* **Problem**
Write out every item again with each "photo" replaced by "image" and all else unchanged. Leave out the pictures.

=======

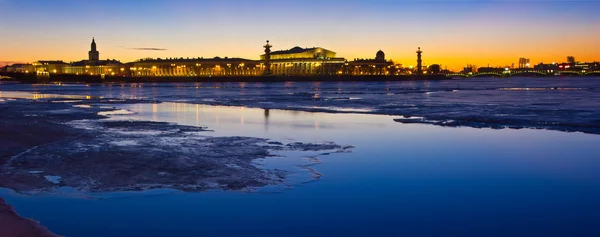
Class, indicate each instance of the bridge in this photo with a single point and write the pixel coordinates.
(525, 72)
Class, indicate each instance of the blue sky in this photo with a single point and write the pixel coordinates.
(453, 33)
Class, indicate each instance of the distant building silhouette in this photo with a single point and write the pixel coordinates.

=======

* **Written answer**
Class, indicate each instance of the bridge in this image with a single point and write the pixel coordinates.
(525, 72)
Class, indicate each instance of the blue sky in this image with a single point and write the pixel coordinates.
(453, 33)
Class, indicate each instance of the distant building silhouette in this image with a single point and write the pixel coordinates.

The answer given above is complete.